→ OBJECTIVE
Copy the rows from the line containing "query | scaffolding" down to the line containing "<point>242,116</point>", swapping "leafy bush" for "green shrub" and changing nothing else, and leave the pictures out.

════

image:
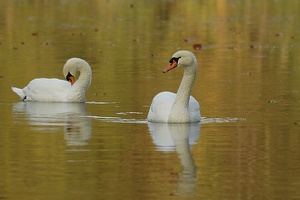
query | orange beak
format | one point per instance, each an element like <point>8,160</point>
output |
<point>72,80</point>
<point>172,65</point>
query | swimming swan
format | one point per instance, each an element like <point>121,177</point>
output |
<point>56,90</point>
<point>181,107</point>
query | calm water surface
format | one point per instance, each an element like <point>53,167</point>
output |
<point>248,85</point>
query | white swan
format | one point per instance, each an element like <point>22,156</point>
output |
<point>56,90</point>
<point>181,107</point>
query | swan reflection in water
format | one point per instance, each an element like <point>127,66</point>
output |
<point>49,117</point>
<point>179,138</point>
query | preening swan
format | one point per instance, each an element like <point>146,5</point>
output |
<point>56,90</point>
<point>181,107</point>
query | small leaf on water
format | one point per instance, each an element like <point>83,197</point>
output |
<point>272,101</point>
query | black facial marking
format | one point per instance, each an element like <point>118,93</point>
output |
<point>174,59</point>
<point>68,76</point>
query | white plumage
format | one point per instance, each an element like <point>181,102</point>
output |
<point>181,107</point>
<point>56,90</point>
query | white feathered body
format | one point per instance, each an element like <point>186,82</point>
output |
<point>56,90</point>
<point>161,107</point>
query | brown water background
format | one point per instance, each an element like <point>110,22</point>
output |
<point>248,85</point>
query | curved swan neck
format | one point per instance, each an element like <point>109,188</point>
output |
<point>84,79</point>
<point>181,102</point>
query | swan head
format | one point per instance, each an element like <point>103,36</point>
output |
<point>181,58</point>
<point>71,67</point>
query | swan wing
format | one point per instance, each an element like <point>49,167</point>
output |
<point>194,110</point>
<point>161,106</point>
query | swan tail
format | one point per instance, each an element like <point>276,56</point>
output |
<point>19,92</point>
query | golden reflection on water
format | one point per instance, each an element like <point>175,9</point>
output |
<point>248,68</point>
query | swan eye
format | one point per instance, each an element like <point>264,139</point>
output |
<point>174,59</point>
<point>68,76</point>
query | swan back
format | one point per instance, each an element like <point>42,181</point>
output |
<point>56,90</point>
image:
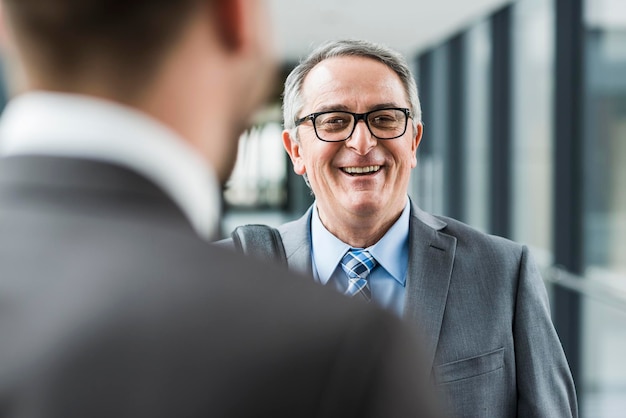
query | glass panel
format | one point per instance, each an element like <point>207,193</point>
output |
<point>532,153</point>
<point>476,110</point>
<point>603,389</point>
<point>605,146</point>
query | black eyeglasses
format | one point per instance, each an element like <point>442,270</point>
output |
<point>337,126</point>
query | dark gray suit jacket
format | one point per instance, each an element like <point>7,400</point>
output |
<point>111,306</point>
<point>483,307</point>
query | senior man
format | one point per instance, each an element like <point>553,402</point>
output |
<point>352,128</point>
<point>114,303</point>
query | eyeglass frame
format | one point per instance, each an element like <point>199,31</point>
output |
<point>357,117</point>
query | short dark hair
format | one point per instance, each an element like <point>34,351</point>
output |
<point>125,38</point>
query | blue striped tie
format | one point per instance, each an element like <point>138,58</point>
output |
<point>358,264</point>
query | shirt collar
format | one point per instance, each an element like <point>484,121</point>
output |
<point>88,127</point>
<point>391,251</point>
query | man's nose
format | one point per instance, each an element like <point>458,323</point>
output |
<point>362,141</point>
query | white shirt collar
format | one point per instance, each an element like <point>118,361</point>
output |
<point>88,127</point>
<point>391,251</point>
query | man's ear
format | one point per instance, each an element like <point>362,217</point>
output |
<point>415,142</point>
<point>294,149</point>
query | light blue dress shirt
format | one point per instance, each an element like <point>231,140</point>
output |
<point>387,280</point>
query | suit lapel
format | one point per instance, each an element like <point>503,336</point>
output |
<point>431,259</point>
<point>296,237</point>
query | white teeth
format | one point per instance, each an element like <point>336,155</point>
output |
<point>362,170</point>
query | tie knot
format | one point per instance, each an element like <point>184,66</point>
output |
<point>358,264</point>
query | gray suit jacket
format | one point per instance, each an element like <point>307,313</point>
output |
<point>482,305</point>
<point>112,306</point>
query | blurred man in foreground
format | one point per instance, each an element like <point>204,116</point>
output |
<point>113,304</point>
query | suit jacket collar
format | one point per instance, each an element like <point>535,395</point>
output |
<point>431,257</point>
<point>296,237</point>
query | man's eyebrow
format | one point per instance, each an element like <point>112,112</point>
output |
<point>344,108</point>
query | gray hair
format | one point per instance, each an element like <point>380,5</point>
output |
<point>292,96</point>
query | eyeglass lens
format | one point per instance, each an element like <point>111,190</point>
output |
<point>383,124</point>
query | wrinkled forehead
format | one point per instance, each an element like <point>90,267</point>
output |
<point>351,83</point>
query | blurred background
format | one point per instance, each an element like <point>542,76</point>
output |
<point>524,107</point>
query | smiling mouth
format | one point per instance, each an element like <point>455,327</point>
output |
<point>361,170</point>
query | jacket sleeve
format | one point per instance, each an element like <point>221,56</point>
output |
<point>544,383</point>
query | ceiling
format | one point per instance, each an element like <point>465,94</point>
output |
<point>406,25</point>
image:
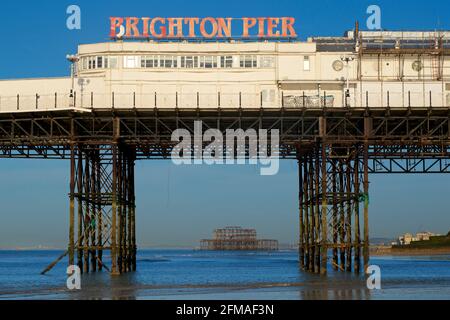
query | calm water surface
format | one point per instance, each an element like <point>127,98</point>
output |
<point>188,274</point>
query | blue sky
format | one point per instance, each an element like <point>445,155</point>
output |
<point>180,205</point>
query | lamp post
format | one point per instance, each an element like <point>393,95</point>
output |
<point>72,58</point>
<point>347,61</point>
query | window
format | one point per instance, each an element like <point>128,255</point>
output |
<point>267,62</point>
<point>112,62</point>
<point>149,62</point>
<point>208,62</point>
<point>189,62</point>
<point>306,63</point>
<point>168,62</point>
<point>99,62</point>
<point>226,62</point>
<point>91,63</point>
<point>131,62</point>
<point>249,62</point>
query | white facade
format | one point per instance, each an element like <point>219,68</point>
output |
<point>233,74</point>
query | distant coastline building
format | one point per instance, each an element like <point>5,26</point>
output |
<point>237,238</point>
<point>407,238</point>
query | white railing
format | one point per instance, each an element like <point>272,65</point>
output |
<point>87,101</point>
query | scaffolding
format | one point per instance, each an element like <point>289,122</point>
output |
<point>237,238</point>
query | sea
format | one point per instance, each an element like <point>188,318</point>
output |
<point>206,275</point>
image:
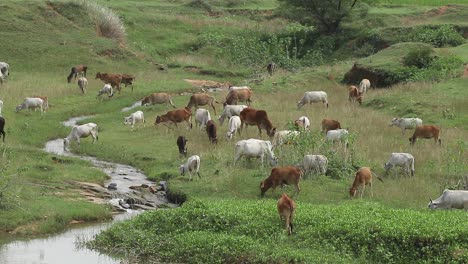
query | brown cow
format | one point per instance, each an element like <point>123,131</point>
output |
<point>280,176</point>
<point>363,177</point>
<point>176,116</point>
<point>202,99</point>
<point>211,131</point>
<point>354,95</point>
<point>426,131</point>
<point>113,79</point>
<point>286,207</point>
<point>238,95</point>
<point>81,69</point>
<point>329,124</point>
<point>157,98</point>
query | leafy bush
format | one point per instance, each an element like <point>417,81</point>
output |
<point>250,231</point>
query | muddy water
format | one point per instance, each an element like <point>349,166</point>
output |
<point>64,247</point>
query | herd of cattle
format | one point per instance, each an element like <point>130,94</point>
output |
<point>242,116</point>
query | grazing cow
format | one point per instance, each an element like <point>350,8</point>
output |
<point>286,207</point>
<point>135,118</point>
<point>211,131</point>
<point>31,103</point>
<point>363,86</point>
<point>82,83</point>
<point>176,116</point>
<point>315,163</point>
<point>354,95</point>
<point>81,131</point>
<point>202,116</point>
<point>182,145</point>
<point>403,160</point>
<point>157,98</point>
<point>111,78</point>
<point>192,165</point>
<point>363,177</point>
<point>233,126</point>
<point>229,111</point>
<point>250,116</point>
<point>303,122</point>
<point>78,69</point>
<point>426,131</point>
<point>106,89</point>
<point>45,99</point>
<point>450,199</point>
<point>329,124</point>
<point>202,99</point>
<point>238,95</point>
<point>406,123</point>
<point>2,126</point>
<point>128,79</point>
<point>283,136</point>
<point>313,97</point>
<point>280,176</point>
<point>254,148</point>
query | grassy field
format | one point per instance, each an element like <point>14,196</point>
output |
<point>40,200</point>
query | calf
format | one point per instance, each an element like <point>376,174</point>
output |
<point>229,111</point>
<point>329,124</point>
<point>303,122</point>
<point>107,89</point>
<point>354,95</point>
<point>233,126</point>
<point>157,98</point>
<point>182,145</point>
<point>82,131</point>
<point>280,176</point>
<point>211,131</point>
<point>31,103</point>
<point>176,116</point>
<point>192,165</point>
<point>202,116</point>
<point>426,131</point>
<point>137,117</point>
<point>450,199</point>
<point>2,126</point>
<point>286,207</point>
<point>250,116</point>
<point>363,177</point>
<point>403,160</point>
<point>406,123</point>
<point>201,99</point>
<point>313,97</point>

════

→ EXERCISE RESPONSE
query | scaffolding
format | one point per instance, each an element like <point>289,122</point>
output |
<point>237,238</point>
query | sea
format | one point per instance, each an element like <point>188,318</point>
output |
<point>206,275</point>
image:
query | brown cow
format | one point per instance, each an element like <point>123,131</point>
output |
<point>280,176</point>
<point>363,177</point>
<point>176,116</point>
<point>202,99</point>
<point>211,131</point>
<point>354,95</point>
<point>426,131</point>
<point>113,79</point>
<point>286,207</point>
<point>238,95</point>
<point>81,69</point>
<point>329,124</point>
<point>157,98</point>
query | green shrub
format | one point per instance, each an element like <point>417,81</point>
output |
<point>250,231</point>
query | muddy water
format | one point per instance, each an element like <point>349,166</point>
output |
<point>64,247</point>
query | herd of cattle
format | one point per instance, each an element like <point>130,94</point>
output |
<point>242,116</point>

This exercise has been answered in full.